_TASK PROMPT_: In the Medicare news release, translate this sentence into Spanish: "Dr. Singleton, an anesthesiologist, is president-elect of the Association of American Physicians and Surgeons (AAPS)."

_PAGE EXCERPT_:
Medicare Brought Federal Involvement in Medicine, according to the Journal of American Physicians and Surgeons


TUCSON, Ariz., Sept. 10, 2018 (GLOBE NEWSWIRE) -- Promoted as simply a way to help the elderly pay their medical bills, Medicare has led to the federal government controlling the practice of medicine, writes Marilyn Singleton, M.D., J.D., in the fall issue of the Journal of American Physicians and Surgeons. “Federal interference has only served to increase medical costs, herd patients into managed care, and marginalize private medicine, fertilizing the turf for the corporate takeover of medicine,” she writes.           

Dr. Singleton, an anesthesiologist, is president-elect of the Association of American Physicians and Surgeons (AAPS).            

Medicare is Title 18 of the Social Security Act, which was enacted in 1935. When President Roosevelt first proposed his pension program for the aged, Dr. Singleton writes, it was to be “voluntary contributory annuities by which individual initiative can increase the annual amounts received in old age.” However, it was from the very beginning funded by mandatory payroll taxes. Contemporary critics of Social Security noted, “The implicit annuity that young workers are investing in has such a low yield that it’s doubtful that many would have participated in voluntary annuities managed by the federal government.”            

Many doubted the constitutionality of Social Security. Secretary of Labor Frances Perkins reportedly got the answer whispered in her ear by Associate Supreme Court Justice Harlan Stone at a tea party, Dr. Singleton writes: “The taxing power of the Federal Government, my dear; the taxing power is sufficient for everything you want and need.”            

President Kennedy made Medicare a campaign issue, and it was finally passed in 1965, after his assassination. Dr. Singleton writes:            

“Over the years Medicare has had multiple additions, subtractions, and escalating controls on physicians with the stated purpose of improving patient care and saving the government money. Thus far, neither has happened. In the private sector, a program that fell so short of its goals would be jettisoned.”            

“A disturbing pattern emerged,” she adds. “Persuasion became coercion, and voluntary became mandatory.”            

Physicians must not “trade in individualized care for algorithms and guidelines created with input from profiteers who benefit from their use,” but instead follow Hippocrates’s promise: “I will take care that [patients] suffer no hurt or damage,” Dr. Singleton concludes.

The Journal of American Physicians and Surgeons is published by the Association of American Physicians and Surgeons (AAPS), a national organization representing physicians in all specialties since 1943.

_SUPPLIED ENTRIES_:
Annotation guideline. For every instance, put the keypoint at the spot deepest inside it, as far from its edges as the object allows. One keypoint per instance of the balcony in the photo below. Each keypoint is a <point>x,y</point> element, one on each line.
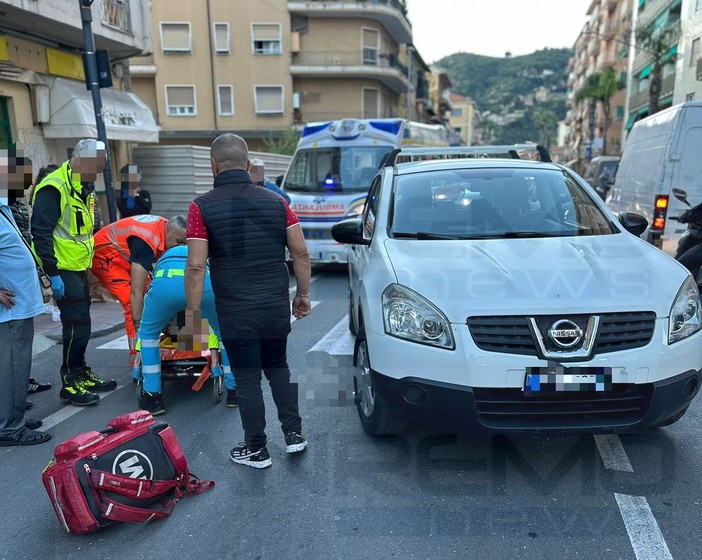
<point>120,26</point>
<point>389,13</point>
<point>362,64</point>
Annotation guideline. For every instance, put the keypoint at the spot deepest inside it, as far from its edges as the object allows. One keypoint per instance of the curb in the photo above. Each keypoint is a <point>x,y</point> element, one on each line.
<point>98,329</point>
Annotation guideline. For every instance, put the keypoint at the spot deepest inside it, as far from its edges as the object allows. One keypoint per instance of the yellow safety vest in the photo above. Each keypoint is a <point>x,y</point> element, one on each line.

_ANSWER BELOW_: La Dra. Singleton, anestesióloga, es presidenta electa de la Asociación de Médicos y Cirujanos Estadounidenses (AAPS).